Makale —
▬▬▬

Trump'ın Ortadoğu barış planı ne işe yarayacak?

ABD Başkanı Trump, salı akşamı Ortadoğu barış planını tanıttı. Plan, Doğu Kudüs'ün bazı kesimlerinin Filistin'in başkenti kabul edileceği iki devletli bir çözüm öngörüyor. Aynı zamanda Batı Şeria'daki Yahudi yerleşimleri tanınıyor ve Kudüs İsrail'in başkenti olarak kabul ediliyor. Köşe yazarları planın hayata geçirilebileceği herhangi bir senaryo olup olmadığını sorguluyor.

Tüm alıntıları göster/kapat
Hürriyet Daily News (TR) /

Filistinliler kendi içlerinde uzlaşmalı

Trump'ın planının hayata geçirilip geçirilemeyeceği üçüncü tarafların onayına tabi değil, diyor Hürriyet Daily News:

“Bu plana başta getirilen itirazlar ya da planın üçüncü taraflarca onaylanması, Filistinliler kendi içlerinde uzlaşıp tavır almadığı sürece herhangi bir öneme sahip olmayacaktır. Filistin halkının Hamas ile El-Fetih (ve diğerleri) arasında bölünmüş olması, hiçbir türden barış görüşmesi için uygun bir zemin oluşturmuyor. Filistinlilerin kendi içlerinde barışı sağlayacak herhangi bir sihirli formül var mı?”

Kommersant (RU) /

Bir işadamının planı

ABD başkanı Ortadoğu'da barışın en nihayetinde maddi bir mesele olduğuna inanıyor, diyor Kommersant:

“Buradaki temel fikir, İsrail'e karşı düşmanca bir tutum içinde olan toprakları huzurlu ve gelişmiş bir bölgeye dönüştürecek, milyarlar tutarında bir yatırımı Filistin'e çekmek. Böyle bir durumda yeni hayatlarının keyfine varan Filistinliler eski yalıtılmış yaşantılarına dönmek istemeyecek. ABD'nin bölgedeki müttefikleri, Ortadoğu için geliştirilmiş bu yeni Marshall Planı'nın hamiliğine soyunacak olursa Batı Şeria ve Gazze Şeridi'nde oluşacak projeler, gerçekten de Filistinlilerin hayatlarını baştan aşağı değiştirebilir. Belki de mevcut sorunlar o zaman kendiliğinden kaybolacaktır. Uzun lafın kısası, ABD başkanı parayla Filistinlilere geri adım attırılabileceğinden emin, ona göre mesele, sadece tutarda.”

Cyprus Mail (CY) /

Batı Şeria'yı ver, çölü al!

▬▬▬

Sağlanan öğeler —
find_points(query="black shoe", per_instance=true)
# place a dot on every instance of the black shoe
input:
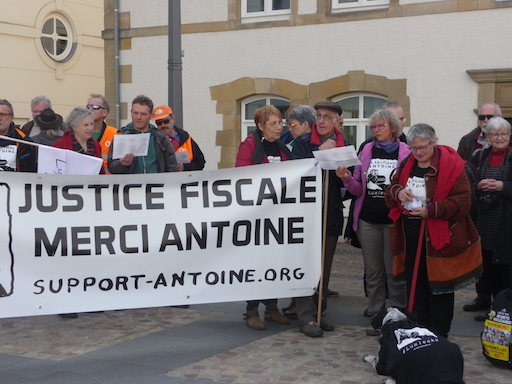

▬▬▬

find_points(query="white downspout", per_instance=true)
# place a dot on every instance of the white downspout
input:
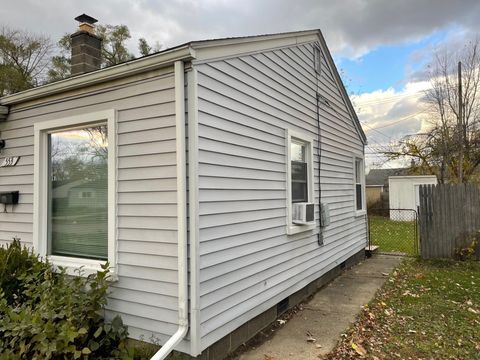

▬▬▬

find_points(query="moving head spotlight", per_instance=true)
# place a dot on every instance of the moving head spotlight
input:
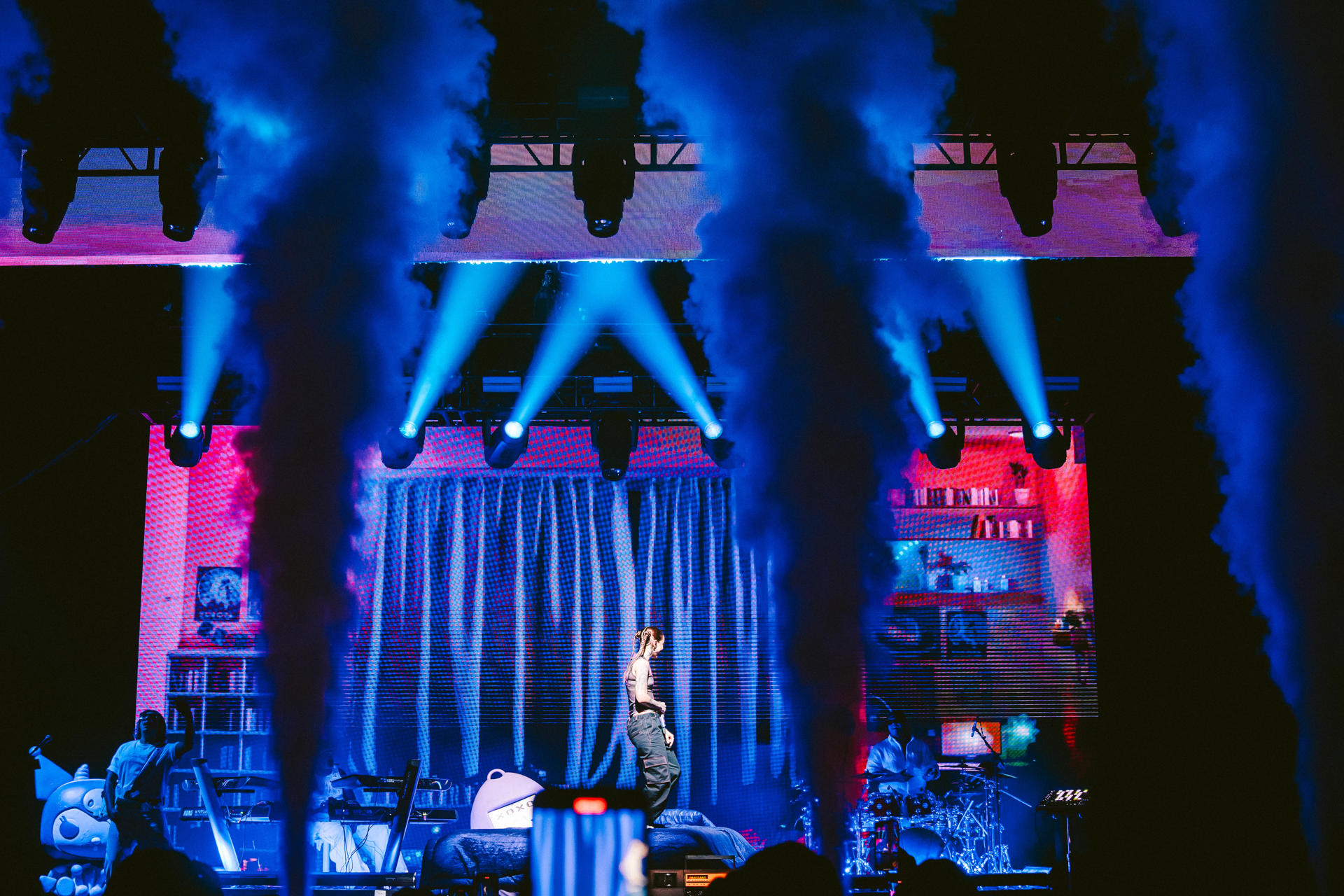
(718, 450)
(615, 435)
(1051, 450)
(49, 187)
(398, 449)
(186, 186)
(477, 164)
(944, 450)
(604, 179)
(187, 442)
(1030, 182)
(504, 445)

▬▬▬

Trump'ın Ortadoğu barış planı üzerine makaleye göre plan, İsrail'in başkenti olarak hangi şehri kabul ediyor?

Alıştırma çözümü —
Kudüs